Monday, May. 21, 1979

End of an Era at Ford

End of an Era at Ford Bravos and battles at Henry II's last annual meeting

"Next year, you'll find me in the audience." So said a smiling Henry Ford II last week at the annual meeting of the huge auto empire attended by 2,850 Ford Motor Co. stockholders in Detroit's jampacked Henry and Edsel Ford Auditorium. As expected, Ford, 61, said that as of Oct. 1 he would step down as chief executive of the world's second largest auto company, which last year had sales of $43 billion. His successor, he added, would be the company's president, Philip Caldwell, 59, the first non-Ford ever to hold the top job in 70 years.

If Henry means what he says about his role's becoming "completely nonexecutive," one of the nation's last family-dominated corporate giants will be entering a new period in which its future course will be steered by professional managers. Caldwell, a reticent Harvard Business School graduate, joined the company in 1953. Like many of the company's top executives, he came up through Ford's European operations. But just how much power Ford intends to give up remains open to question, since he also declared last week that he will remain the company's board chairman for an "indeterminate" period.

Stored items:
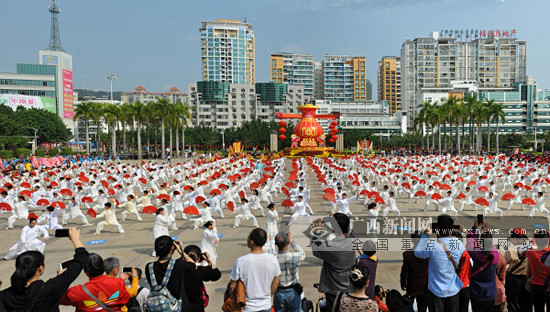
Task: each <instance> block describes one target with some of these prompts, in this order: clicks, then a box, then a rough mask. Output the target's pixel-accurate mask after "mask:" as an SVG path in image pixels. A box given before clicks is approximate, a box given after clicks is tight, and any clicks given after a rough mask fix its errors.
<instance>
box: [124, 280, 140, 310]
mask: <svg viewBox="0 0 550 312" xmlns="http://www.w3.org/2000/svg"><path fill="white" fill-rule="evenodd" d="M142 289H143V286H142V287H140V288H138V292H137V294H138V295H139V293H140V292H141V290H142ZM136 298H137V295H136V296H135V297H134V298H130V300H128V303H126V308H127V309H128V312H141V307H140V306H139V302H138V301H137V299H136Z"/></svg>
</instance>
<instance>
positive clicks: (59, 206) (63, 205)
mask: <svg viewBox="0 0 550 312" xmlns="http://www.w3.org/2000/svg"><path fill="white" fill-rule="evenodd" d="M51 206H53V207H59V208H61V209H65V208H67V207H66V206H65V204H64V203H63V202H61V201H56V202H53V203H52V204H51Z"/></svg>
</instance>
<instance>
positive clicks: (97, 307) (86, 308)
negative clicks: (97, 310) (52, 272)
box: [61, 253, 130, 312]
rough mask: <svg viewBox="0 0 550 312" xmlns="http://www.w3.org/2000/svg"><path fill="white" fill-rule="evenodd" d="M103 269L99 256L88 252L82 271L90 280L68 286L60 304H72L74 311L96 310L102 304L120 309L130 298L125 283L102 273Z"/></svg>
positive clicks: (102, 259)
mask: <svg viewBox="0 0 550 312" xmlns="http://www.w3.org/2000/svg"><path fill="white" fill-rule="evenodd" d="M104 270H105V269H104V266H103V259H102V258H101V256H99V255H98V254H94V253H92V254H90V255H89V257H88V262H87V263H86V265H85V267H84V273H86V275H87V276H88V278H89V279H90V280H89V281H88V282H87V283H86V284H84V285H77V286H73V287H71V288H69V290H67V291H66V292H65V294H64V295H63V297H62V298H61V305H71V306H74V307H75V308H76V309H75V311H76V312H80V311H86V312H88V311H96V310H98V309H99V307H101V308H103V307H104V306H105V307H108V308H109V309H111V310H113V311H121V308H122V307H123V306H124V305H126V303H127V302H128V299H130V295H129V294H128V291H126V285H124V281H123V280H122V279H120V278H111V277H108V276H107V275H103V271H104ZM84 287H86V289H87V290H88V291H86V290H85V288H84ZM90 294H92V295H93V296H94V297H95V298H94V297H92V296H90ZM103 310H105V308H103Z"/></svg>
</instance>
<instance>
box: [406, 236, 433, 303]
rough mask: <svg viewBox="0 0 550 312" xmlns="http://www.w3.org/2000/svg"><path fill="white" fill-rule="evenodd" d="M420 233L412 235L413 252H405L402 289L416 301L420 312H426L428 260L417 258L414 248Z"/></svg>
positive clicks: (412, 251)
mask: <svg viewBox="0 0 550 312" xmlns="http://www.w3.org/2000/svg"><path fill="white" fill-rule="evenodd" d="M420 235H421V234H420V232H419V231H416V232H414V233H412V234H411V238H412V241H413V250H407V251H404V252H403V265H402V266H401V275H400V278H401V289H402V290H404V291H406V295H408V296H410V297H411V298H413V300H416V306H417V307H418V312H426V309H427V308H428V303H427V301H426V296H425V295H426V289H427V287H428V260H426V259H420V258H417V257H416V256H415V255H414V248H415V247H416V245H417V244H418V242H419V240H420Z"/></svg>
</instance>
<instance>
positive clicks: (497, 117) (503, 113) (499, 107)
mask: <svg viewBox="0 0 550 312" xmlns="http://www.w3.org/2000/svg"><path fill="white" fill-rule="evenodd" d="M491 115H492V116H493V121H494V122H495V124H496V131H497V138H496V140H497V142H496V144H497V154H498V153H499V152H500V146H499V141H498V137H499V135H498V124H499V123H500V122H502V123H503V124H504V122H506V114H505V113H504V104H502V103H494V104H492V105H491Z"/></svg>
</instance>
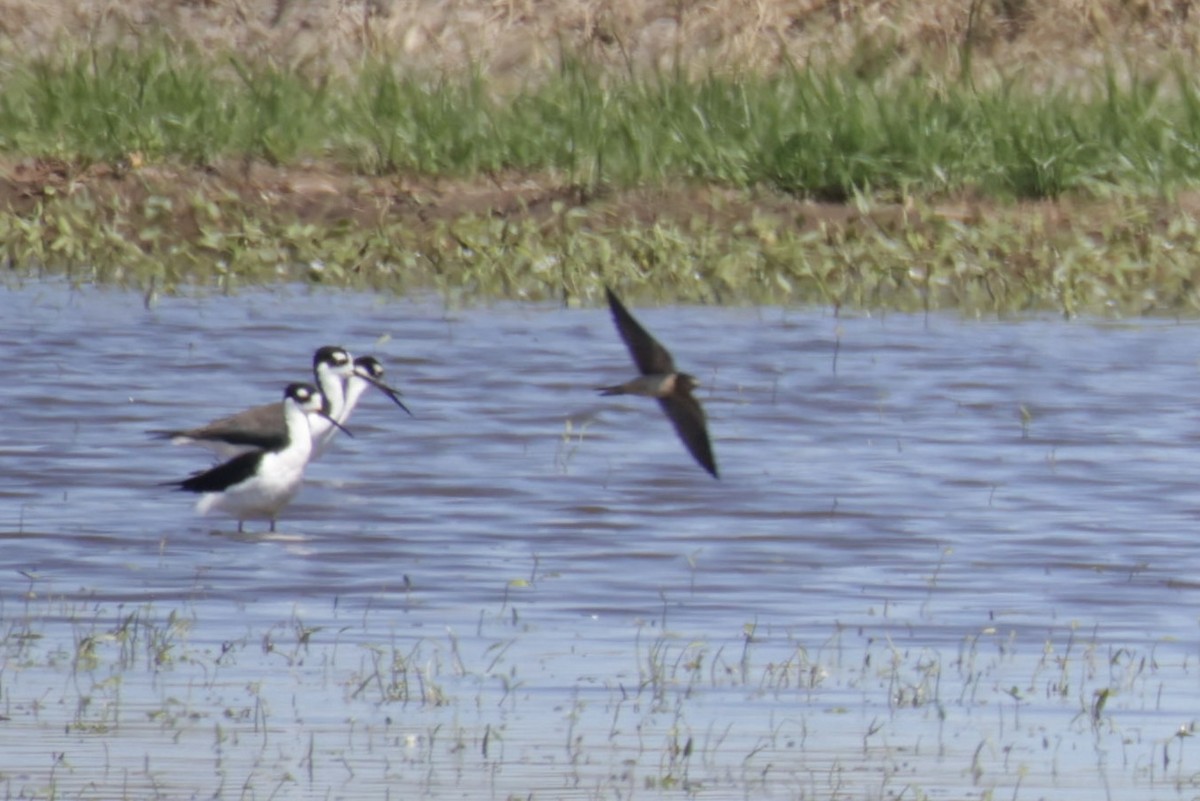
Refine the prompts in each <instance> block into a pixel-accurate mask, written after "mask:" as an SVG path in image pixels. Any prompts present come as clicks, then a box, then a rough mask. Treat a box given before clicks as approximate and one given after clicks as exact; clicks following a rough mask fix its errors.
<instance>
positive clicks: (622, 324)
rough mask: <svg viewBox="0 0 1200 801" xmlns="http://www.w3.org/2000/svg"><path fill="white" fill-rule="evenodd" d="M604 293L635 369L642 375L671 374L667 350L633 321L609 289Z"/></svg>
mask: <svg viewBox="0 0 1200 801" xmlns="http://www.w3.org/2000/svg"><path fill="white" fill-rule="evenodd" d="M605 293H606V294H607V296H608V308H611V309H612V319H613V323H616V324H617V331H618V332H620V338H622V339H624V341H625V347H626V348H629V353H630V355H632V356H634V362H636V363H637V369H638V371H640V372H641V373H642V375H652V374H655V373H660V374H662V373H673V372H674V360H673V359H671V354H670V353H668V351H667V349H666V348H664V347H662V345H660V344H659V341H658V339H655V338H654V337H652V336H650V335H649V333H648V332H647V331H646V329H643V327H642V326H641V324H640V323H638V321H637V320H635V319H634V315H632V314H630V313H629V309H628V308H625V306H624V305H623V303H622V302H620V300H619V299H618V297H617V295H614V294H613V291H612V290H611V289H608V288H607V287H605Z"/></svg>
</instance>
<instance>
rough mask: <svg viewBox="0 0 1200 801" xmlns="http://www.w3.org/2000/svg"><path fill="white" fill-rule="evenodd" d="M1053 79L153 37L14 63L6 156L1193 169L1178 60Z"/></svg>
mask: <svg viewBox="0 0 1200 801" xmlns="http://www.w3.org/2000/svg"><path fill="white" fill-rule="evenodd" d="M1117 73H1118V70H1117V68H1116V67H1115V66H1114V67H1110V68H1109V70H1106V71H1104V72H1100V73H1099V74H1097V76H1096V77H1094V78H1093V79H1092V80H1090V82H1085V83H1084V84H1082V85H1078V86H1074V88H1068V89H1054V90H1046V91H1038V90H1036V89H1034V88H1032V86H1027V85H1024V84H1022V83H1021V82H1020V79H1019V78H1009V79H1006V80H996V82H994V83H992V84H991V85H986V86H979V85H972V84H967V83H962V82H950V83H947V82H946V80H943V79H941V78H937V77H930V76H922V74H914V76H908V77H905V78H894V77H888V78H884V77H872V76H868V77H859V76H858V74H856V73H854V72H853V71H852V70H851V68H850V67H846V68H839V67H838V66H835V65H830V66H826V67H817V68H810V70H799V68H796V70H792V71H790V72H785V73H782V74H779V76H774V77H766V76H740V77H738V76H712V77H709V78H707V79H703V80H698V82H691V80H688V79H685V78H683V77H679V76H677V74H674V73H670V72H665V73H658V74H650V76H642V77H630V76H628V74H616V76H614V74H612V73H601V72H600V71H599V70H596V68H592V67H589V66H588V65H586V64H583V62H580V61H570V62H568V64H566V66H564V67H563V68H562V70H560V71H558V72H557V73H554V74H551V76H541V77H539V80H536V82H530V83H529V84H528V85H527V86H524V88H523V89H520V90H517V91H515V92H505V94H503V95H500V94H498V92H497V91H494V90H493V88H491V86H490V85H488V83H487V80H486V79H485V78H484V77H481V76H478V74H475V76H469V74H468V76H462V77H428V76H414V74H407V73H406V74H401V73H397V72H396V71H395V70H392V68H391V67H388V66H384V65H379V64H373V65H366V66H365V67H364V68H362V70H361V71H360V72H359V73H358V74H355V76H349V77H342V78H335V77H330V76H324V74H322V76H310V74H306V73H305V72H304V71H288V70H282V68H278V67H274V66H270V65H250V64H246V62H242V61H239V60H238V59H236V58H232V56H230V58H226V59H216V60H214V59H206V58H203V56H199V55H196V54H190V53H186V52H185V53H181V52H178V50H173V49H168V48H167V47H164V46H146V47H144V48H143V49H139V50H104V52H85V53H80V54H76V55H73V56H66V58H62V59H60V60H58V61H55V62H53V64H50V62H32V64H28V65H18V66H16V67H13V68H11V71H10V74H8V77H7V79H6V86H5V92H4V96H2V98H0V150H5V151H8V152H14V153H24V155H40V156H55V157H64V158H67V159H72V161H82V162H115V161H118V159H120V158H122V157H125V156H127V155H128V153H132V152H140V153H143V155H144V156H145V157H148V158H152V159H157V158H172V159H181V161H184V162H187V163H197V164H205V163H210V162H212V161H214V159H217V158H228V157H234V158H240V157H252V158H262V159H264V161H268V162H271V163H288V162H292V161H295V159H299V158H312V157H319V158H331V159H332V161H334V162H335V163H336V164H338V165H341V167H344V168H347V169H352V170H360V171H365V173H372V174H388V173H396V171H404V173H420V174H427V175H460V176H461V175H466V176H473V175H479V174H488V173H493V171H499V170H529V171H552V173H554V174H560V175H565V176H568V179H569V180H570V181H574V182H577V183H580V185H584V186H594V185H612V186H618V187H625V186H635V185H644V183H648V182H659V181H664V180H677V179H682V177H686V179H697V180H701V181H709V182H718V183H721V185H726V186H733V187H749V186H756V185H768V186H774V187H778V188H779V189H782V191H785V192H790V193H796V194H800V195H809V197H815V198H823V199H838V200H845V199H848V198H852V197H854V195H856V194H862V193H866V194H876V195H878V194H881V193H883V194H888V195H894V194H907V193H916V194H928V193H941V192H948V191H950V192H953V191H959V189H964V188H971V189H974V191H982V192H984V193H986V194H990V195H995V197H1019V198H1054V197H1058V195H1062V194H1064V193H1068V192H1079V191H1087V192H1097V191H1106V189H1108V188H1120V189H1121V191H1124V192H1128V191H1140V192H1162V191H1164V189H1169V188H1172V187H1177V186H1190V185H1194V183H1195V182H1196V179H1198V177H1200V158H1198V153H1196V149H1195V147H1194V143H1195V141H1196V140H1198V139H1200V92H1198V89H1196V83H1195V80H1194V79H1193V77H1192V74H1190V73H1189V72H1188V71H1187V70H1186V68H1184V67H1183V66H1180V67H1178V68H1177V70H1176V71H1175V72H1172V73H1169V74H1159V76H1152V77H1139V76H1134V77H1133V78H1132V79H1129V80H1122V79H1120V78H1118V77H1117Z"/></svg>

REQUIRED TASKS:
[1] From the article about Henry Ford II, quote the stretch from "Monday, May. 21, 1979" through "in 70 years.".
[2] Render into French this sentence from the article about Henry Ford II: "Caldwell, a reticent Harvard Business School graduate, joined the company in 1953."
[3] Decide whether each statement agrees with the article about Henry Ford II, giving yes or no and quoting the words that decide it: (a) The annual meeting was attended by 2,850 stockholders. (b) Caldwell joined the company in 1963. (c) Ford said he would give up the post of board chairman as of Oct. 1.

SOLUTIONS TO THE TASKS:
[1]
Monday, May. 21, 1979

End of an Era at Ford

End of an Era at Ford Bravos and battles at Henry II's last annual meeting

"Next year, you'll find me in the audience." So said a smiling Henry Ford II last week at the annual meeting of the huge auto empire attended by 2,850 Ford Motor Co. stockholders in Detroit's jampacked Henry and Edsel Ford Auditorium. As expected, Ford, 61, said that as of Oct. 1 he would step down as chief executive of the world's second largest auto company, which last year had sales of $43 billion. His successor, he added, would be the company's president, Philip Caldwell, 59, the first non-Ford ever to hold the top job in 70 years.

[2] Caldwell, diplômé réservé de la Harvard Business School, est entré dans l'entreprise en 1953.

[3]
(a) Yes: "attended by 2,850 Ford Motor Co. stockholders"
(b) No: "joined the company in 1953"
(c) No: "he will remain the company's board chairman for an "indeterminate" period"